FOR MOST OF its short history, Qatar has been an afterthought of an afterthought in global politics, an impoverished backwater that had often fallen prey to the schemes of stronger powers, from the British struggle with the Ottoman Turks for control of the Persian Gulf in the 19th century to the rise of Wahhabi Saudi Arabia next door in the early 20th. Like many leaders of small states, the Al Thani ruling family possesses a certain knack for survival, sometimes appeasing Qatar's larger neighbors, at other times irritating them and inviting outside protection, as Qatar did when it built the gigantic, billion-dollar al-Udeid air base in 1996, anticipating the closure of U.S. facilities in Saudi Arabia -- before the emirate even had an air force of its own.
The discovery of oil in 1940 allowed the Al Thani family to forge a collection of squabbling tribes and pearl fishermen into a small -- and wildly rich -- state. But it wasn't until 1995, when Sheikh Hamad ousted his father in a bloodless coup, that Qatar began building its little patch of desert into a force in the region and beyond. Under him, Qatar has become an expansionary power, a sort of latter-day Venice -- only its strength lies not in trade or maritime prowess but in the flow of natural gas. In this, Qatar has been more than merely lucky, making big, bold bets on the rise of liquefied natural gas and reinvesting profits in massive infrastructure projects at home and high-profile assets abroad like Harrods in London and the French soccer club Paris Saint-Germain. Eventually, the government hopes the interest on Qatar's $85 billion sovereign wealth fund alone will be able to fund its operations in perpetuity.
All that gas money has turned Doha into an unlikely entrepôt of political intrigue, a sort of Turtle Bay on the Persian Gulf. I lived in Qatar for a little more than a year, until last December, and the city offered a front-row seat as the Arab Spring unfolded -- masterminded, it sometimes seemed, from Doha. In October, I went to Souq Waqif, the Disneyfied market along the city's corniche, to attend a victory party Qatar was throwing for Libyan expats. The souq was festooned with banners celebrating the recent rebel triumph over Qaddafi, who had just been summarily executed and then grotesquely displayed in a strip-mall meat locker. The highlight of the party -- a sort of mosh pit filled with Libyans dancing to the revolutionary anthem "Raise Your Head High, You're a Free Libyan" -- proved too much for the authorities, and it was broken up in favor of a traditional Qatari sword dance.
For months, Doha had teemed with Libyan exiles, not so secretly funded by Qatar, which put up the rebel leaders at expensive hotels and bankrolled their satellite channel. Qatari cargo jets ferried tens of millions of dollars' worth of humanitarian supplies, weapons, and special-operations troops to rebel headquarters in Benghazi on regular flights; nearly the entire Qatari air force helped enforce NATO's no-fly zone. In August, when Libyan rebel fighters stormed Qaddafi's Bab al-Aziziya complex, they raised a Qatari flag in appreciation. Asked in an Al Jazeera interview just how much Qatar spent on the Libyan revolution, the prime minister simply said, "It's a lot. It cost us a lot."

• **Extracted information**
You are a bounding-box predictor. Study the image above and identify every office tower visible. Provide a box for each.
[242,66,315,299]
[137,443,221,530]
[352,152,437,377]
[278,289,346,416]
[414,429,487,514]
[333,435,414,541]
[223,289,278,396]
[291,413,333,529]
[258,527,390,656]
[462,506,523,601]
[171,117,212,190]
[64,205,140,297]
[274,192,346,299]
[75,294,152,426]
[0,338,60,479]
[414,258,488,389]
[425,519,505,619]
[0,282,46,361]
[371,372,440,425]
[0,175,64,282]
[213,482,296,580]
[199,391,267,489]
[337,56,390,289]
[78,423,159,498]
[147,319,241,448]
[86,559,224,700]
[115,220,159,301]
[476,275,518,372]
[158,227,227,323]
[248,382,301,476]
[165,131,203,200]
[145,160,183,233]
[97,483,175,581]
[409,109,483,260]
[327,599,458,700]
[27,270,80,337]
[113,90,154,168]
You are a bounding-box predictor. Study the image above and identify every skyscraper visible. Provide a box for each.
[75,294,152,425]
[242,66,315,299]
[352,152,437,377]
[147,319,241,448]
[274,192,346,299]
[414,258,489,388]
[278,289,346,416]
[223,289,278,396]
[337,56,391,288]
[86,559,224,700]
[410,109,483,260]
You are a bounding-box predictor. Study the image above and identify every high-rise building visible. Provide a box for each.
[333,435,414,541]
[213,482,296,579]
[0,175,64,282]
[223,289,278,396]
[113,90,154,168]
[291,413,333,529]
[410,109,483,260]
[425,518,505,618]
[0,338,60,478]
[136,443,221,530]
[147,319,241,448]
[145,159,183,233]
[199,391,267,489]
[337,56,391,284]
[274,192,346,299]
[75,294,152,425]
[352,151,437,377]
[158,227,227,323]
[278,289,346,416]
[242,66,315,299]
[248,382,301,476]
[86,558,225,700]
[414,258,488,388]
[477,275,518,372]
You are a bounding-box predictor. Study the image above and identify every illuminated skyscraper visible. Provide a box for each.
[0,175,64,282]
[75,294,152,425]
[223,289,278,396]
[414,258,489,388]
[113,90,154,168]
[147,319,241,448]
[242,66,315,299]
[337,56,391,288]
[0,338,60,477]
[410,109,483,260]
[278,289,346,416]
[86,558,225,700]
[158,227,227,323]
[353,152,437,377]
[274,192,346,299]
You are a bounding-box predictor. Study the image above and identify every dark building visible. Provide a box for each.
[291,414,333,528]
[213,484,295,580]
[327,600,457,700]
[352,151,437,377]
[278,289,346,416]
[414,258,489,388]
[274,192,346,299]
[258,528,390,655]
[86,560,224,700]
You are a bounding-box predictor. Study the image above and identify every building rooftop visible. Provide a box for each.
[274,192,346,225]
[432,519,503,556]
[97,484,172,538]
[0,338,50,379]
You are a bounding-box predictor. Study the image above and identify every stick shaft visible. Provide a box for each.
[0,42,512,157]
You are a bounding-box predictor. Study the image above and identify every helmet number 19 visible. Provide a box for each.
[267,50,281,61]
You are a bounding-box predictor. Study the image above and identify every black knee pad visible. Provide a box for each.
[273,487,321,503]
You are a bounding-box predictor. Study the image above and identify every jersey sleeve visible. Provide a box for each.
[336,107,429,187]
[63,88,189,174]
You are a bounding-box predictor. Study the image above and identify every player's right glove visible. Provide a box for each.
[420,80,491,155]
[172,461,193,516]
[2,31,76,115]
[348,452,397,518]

• **Exercise objective**
Please carry on the piece on Qatar's rise in regional politics, starting after its final paragraph. The material above has no connection to the piece on Qatar.

• **Response to the exercise**
Qatar insisted its only interest in Libya was freedom for the Libyan people. But a nationalist backlash over perceived Qatari meddling in Libyan affairs soon ensued. Abdel Rahman Shalgham, Qaddafi's former U.N. ambassador whose dramatic defection helped seal the dictator's fate, appeared on television to denounce Qatar as an alien, malign force. "Qatar might have delusions of leading the region," he said. "I absolutely do not accept their presence at all." Qatar's secular allies were soon forced out of the interim government, while its main Islamist proxy in Libya, Abdel Hakim Belhaj, was detained and humiliated at Tripoli's airport by rival militiamen. One year on, it's hard to see what Qatar gained from its North African adventure.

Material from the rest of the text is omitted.